◆ Region pointing data ◆
....
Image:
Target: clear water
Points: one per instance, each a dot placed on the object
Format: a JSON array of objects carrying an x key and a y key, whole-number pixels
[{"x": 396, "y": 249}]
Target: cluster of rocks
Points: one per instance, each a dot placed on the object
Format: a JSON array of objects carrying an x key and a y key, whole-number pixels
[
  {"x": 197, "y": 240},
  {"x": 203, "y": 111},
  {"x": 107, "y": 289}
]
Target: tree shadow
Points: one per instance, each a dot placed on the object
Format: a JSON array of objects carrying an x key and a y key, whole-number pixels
....
◆ What to produce ◆
Once you have read the data, copy all of it out exactly.

◆ Written solution ◆
Image:
Target: clear water
Points: one per instance, each a dot placed on the object
Format: a JSON array of objects carrying an x key and a y key, whole-number pixels
[{"x": 396, "y": 249}]
Target: cluster of rocks
Points: one per instance, each a dot placed on the object
Format: a JSON array of objects carrying an x key and a y key, whole-number pixels
[
  {"x": 197, "y": 240},
  {"x": 203, "y": 111},
  {"x": 107, "y": 289}
]
Target: tree shadow
Points: one per instance, each a dot placed on the object
Format: a JSON array of objects carrying an x key and a y key, whole-number pixels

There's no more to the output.